» PAGE EXCERPT:
Tuesday, August 7, 2018

Article by Rob Sass

The World Cup of car events, Monterey Car Week, is nearly upon us. In addition to the Porsche Club of America’s Werks Reunion, the Carmel Concours on the Avenue, Concorso Italiano, the Quail Motorsports Gathering, Concours d’ LeMons, a ton of other stuff I can’t remember, and a little thing called the Pebble Beach Concours d’Elégance, the six major auction houses are bringing their A-game. It’s anyone’s call as to how things will go, but a late 2017 change in the tax code that no longer allows collectors to defer gains on the sale of collector cars by exchanging them for another may have put a slight damper on high-end sales in Scottsdale. Now, the threat of a 25% tariff on imported cars possibly looming might have the opposite effect, motivating certain buyers and sellers. Pebble Beach has brought some predictably heavy-duty cars out of the woodwork including a Ferrari 250 GTO that will likely be the most expensive car ever sold at auction. While Ferrari might dominate the headlines for the absolute high sale, judging by the sheer number of cars consigned, Porsche is firmly in the drivers’ seat in the collector car market. Here are 10  Porsches in every price range that we’ll be paying attention to:

1989 Porsche 944 Turbo (Gooding Lot #172)

» MATERIAL SUPPLIED:
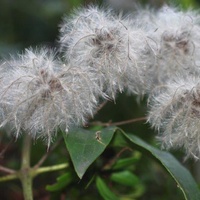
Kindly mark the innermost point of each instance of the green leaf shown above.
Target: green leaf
(62, 182)
(85, 146)
(125, 162)
(126, 178)
(104, 191)
(179, 173)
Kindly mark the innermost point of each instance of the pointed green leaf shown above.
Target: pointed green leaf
(62, 182)
(125, 178)
(85, 146)
(104, 190)
(178, 172)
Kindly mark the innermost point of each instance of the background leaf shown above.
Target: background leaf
(85, 146)
(179, 173)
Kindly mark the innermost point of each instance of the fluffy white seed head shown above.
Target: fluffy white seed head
(175, 113)
(104, 44)
(40, 95)
(174, 41)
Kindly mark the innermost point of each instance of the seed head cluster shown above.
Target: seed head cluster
(101, 53)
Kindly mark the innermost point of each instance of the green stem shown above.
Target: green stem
(25, 172)
(50, 168)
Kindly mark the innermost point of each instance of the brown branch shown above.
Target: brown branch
(119, 123)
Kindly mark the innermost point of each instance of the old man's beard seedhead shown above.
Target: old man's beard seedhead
(105, 45)
(39, 95)
(175, 113)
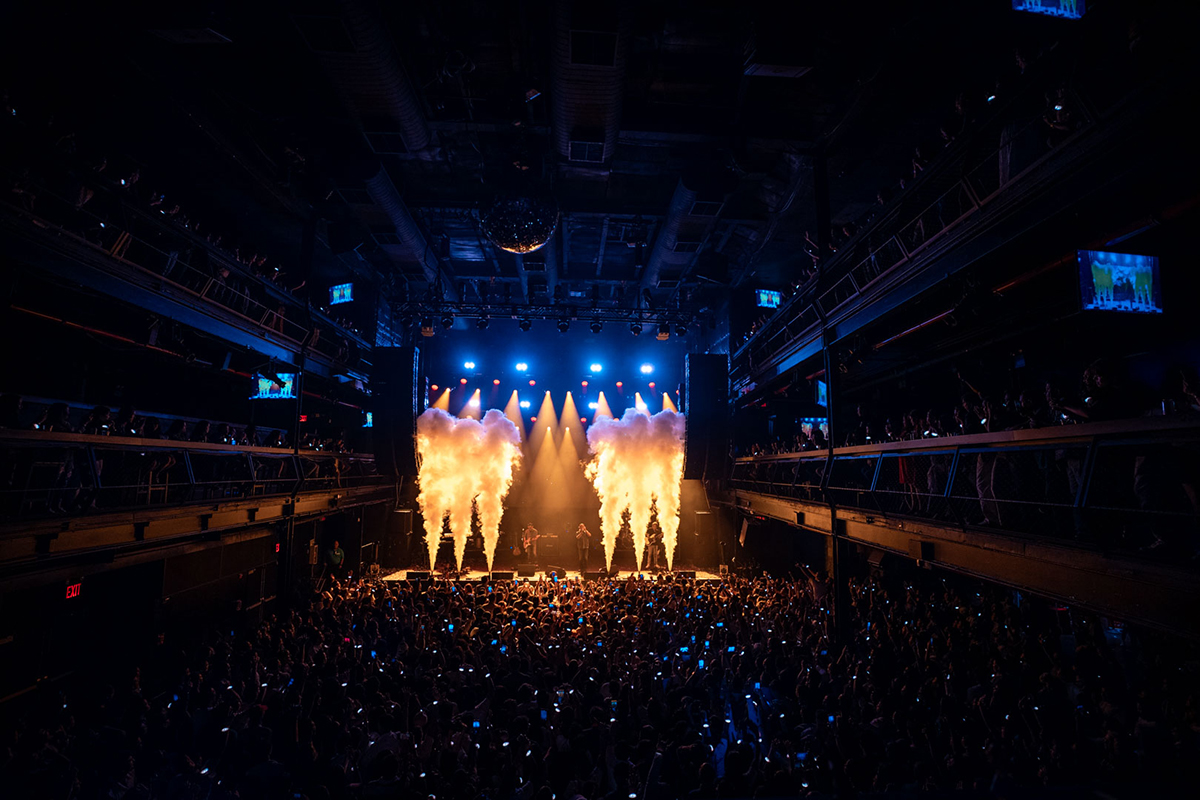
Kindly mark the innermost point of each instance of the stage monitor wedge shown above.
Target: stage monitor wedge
(706, 404)
(395, 384)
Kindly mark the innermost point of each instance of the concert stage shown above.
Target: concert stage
(478, 575)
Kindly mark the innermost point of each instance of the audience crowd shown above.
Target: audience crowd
(622, 689)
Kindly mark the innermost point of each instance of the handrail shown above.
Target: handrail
(1050, 434)
(1122, 485)
(922, 214)
(43, 438)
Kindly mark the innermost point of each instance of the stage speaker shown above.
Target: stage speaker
(396, 388)
(706, 403)
(343, 236)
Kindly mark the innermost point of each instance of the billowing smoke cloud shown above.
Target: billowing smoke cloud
(465, 463)
(637, 461)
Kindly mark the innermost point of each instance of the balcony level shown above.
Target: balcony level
(71, 503)
(1102, 516)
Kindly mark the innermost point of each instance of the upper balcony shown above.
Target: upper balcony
(67, 498)
(1021, 166)
(1102, 515)
(139, 257)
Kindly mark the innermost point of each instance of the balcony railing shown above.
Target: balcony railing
(46, 474)
(191, 268)
(1129, 485)
(976, 173)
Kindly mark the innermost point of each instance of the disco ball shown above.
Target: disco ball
(520, 224)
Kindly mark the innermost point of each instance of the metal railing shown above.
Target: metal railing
(70, 473)
(1129, 485)
(1015, 140)
(177, 259)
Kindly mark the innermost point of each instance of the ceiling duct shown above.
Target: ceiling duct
(372, 79)
(411, 242)
(589, 49)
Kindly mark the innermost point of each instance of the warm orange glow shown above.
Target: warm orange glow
(472, 409)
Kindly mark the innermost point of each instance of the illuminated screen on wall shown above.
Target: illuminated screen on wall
(1120, 282)
(270, 389)
(1063, 8)
(768, 298)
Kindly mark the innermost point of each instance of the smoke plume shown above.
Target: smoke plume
(466, 464)
(637, 461)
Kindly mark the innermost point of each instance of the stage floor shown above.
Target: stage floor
(475, 575)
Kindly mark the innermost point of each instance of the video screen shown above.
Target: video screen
(271, 389)
(768, 298)
(1120, 282)
(1062, 8)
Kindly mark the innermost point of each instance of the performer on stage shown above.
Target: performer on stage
(529, 542)
(583, 543)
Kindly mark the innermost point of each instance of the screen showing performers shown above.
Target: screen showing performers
(1120, 282)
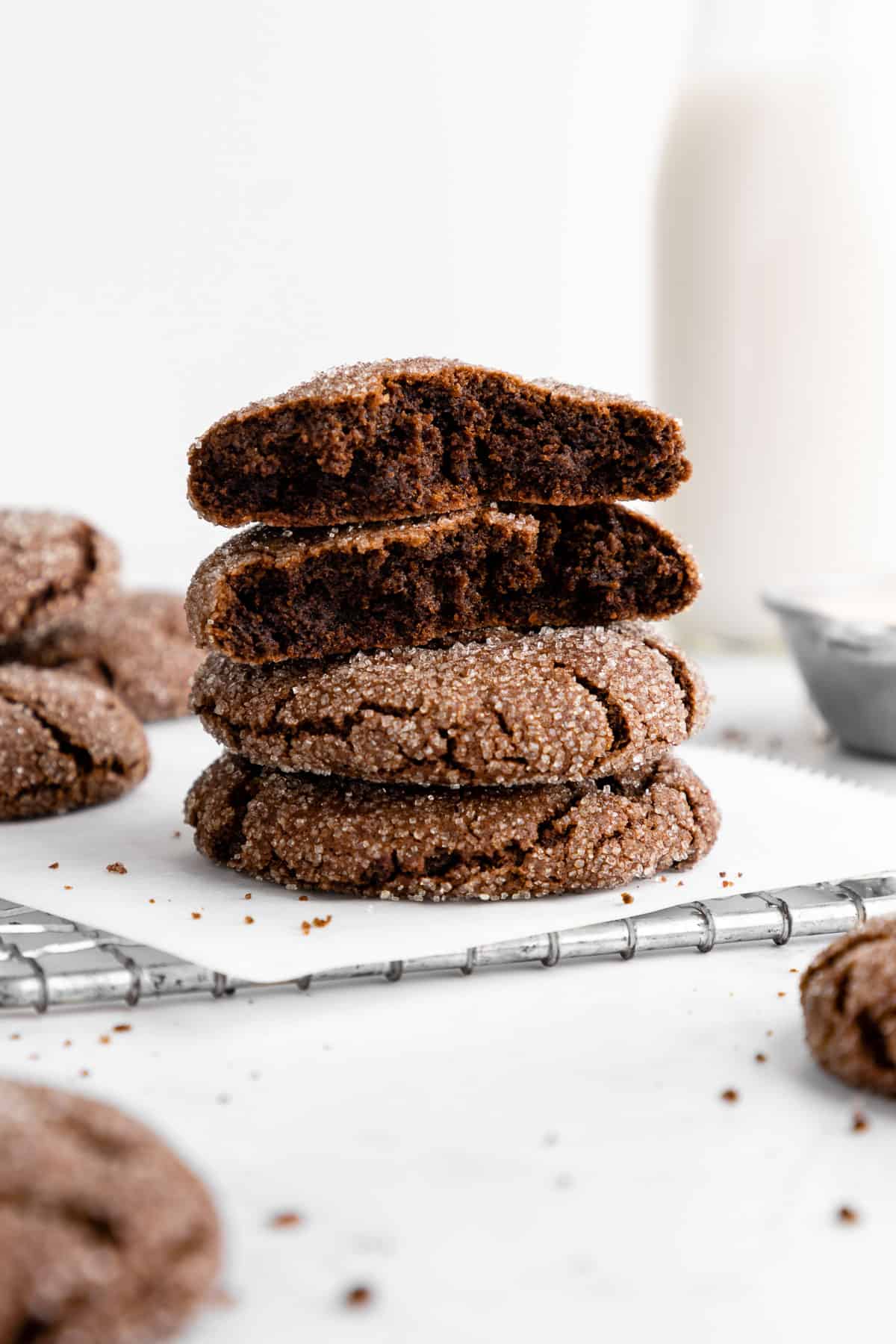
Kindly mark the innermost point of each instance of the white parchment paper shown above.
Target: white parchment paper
(781, 826)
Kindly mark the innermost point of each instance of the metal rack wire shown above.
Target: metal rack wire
(53, 962)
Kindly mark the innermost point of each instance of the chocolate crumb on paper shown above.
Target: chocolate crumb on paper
(289, 1218)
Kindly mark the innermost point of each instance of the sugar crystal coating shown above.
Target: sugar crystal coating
(134, 643)
(50, 564)
(65, 744)
(442, 844)
(494, 707)
(105, 1236)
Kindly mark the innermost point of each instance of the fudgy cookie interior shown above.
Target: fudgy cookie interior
(267, 596)
(414, 437)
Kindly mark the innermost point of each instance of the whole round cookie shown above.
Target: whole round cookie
(137, 644)
(63, 744)
(104, 1233)
(494, 707)
(50, 564)
(849, 1004)
(441, 844)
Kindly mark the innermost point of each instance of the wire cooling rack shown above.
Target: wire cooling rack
(49, 962)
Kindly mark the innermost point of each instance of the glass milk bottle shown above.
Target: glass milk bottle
(775, 255)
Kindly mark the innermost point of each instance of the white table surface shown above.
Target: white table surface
(524, 1152)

» TASK REQUIREMENTS:
1. Which lines in the rows contain the string "orange"? Pull out every such line, treating uppercase and lowercase as different.
2. Carry the article about Porsches at the Monterey Car Week auctions forward from its last line.

» TASK-BY-TASK ANSWERS:
1.
Kindly mark the innermost point of each instance of the warm orange glow shown above.
Target: warm orange glow

2.
Courtesy Gooding & Co.

Low-mileage transaxle cars have been showing up at big-time catalog auctions recently, and they’ve been doing quite well. Coming on the heels of some big results for a superb (but ordinary spec) 944 in Scottsdale is this ’89 Turbo. Arguably, this is the 951 that you want the most: It’s the final year (with the 250 horsepower of the 1988 Turbo S) in the iconic Guards Red over black livery with just 8,400 miles. The pre-sale estimate is an ambitious $80,000 to $120,000. But it’s being sold without reserve, so anything can happen. Anything but perhaps someone stealing this thing for forty grand. Look for it to do at least the low estimate, but it’s certainly possible that two determined bidders could push this museum-quality 944 Turbo well above $120,000. Either way, it’s likely going to set a record for a production 944. As an aside, RM/Sotheby’s has a 15,000 mile ’87 944S with a pre-sale estimate of $30,000 to $40,000.

1955 550 Spyder (Gooding Lot # 51) and 1958 550A Spyder (Mecum Lot #S91)

Above: 1955 Porsche 550 Spyder. Photo courtesy Gooding & Co.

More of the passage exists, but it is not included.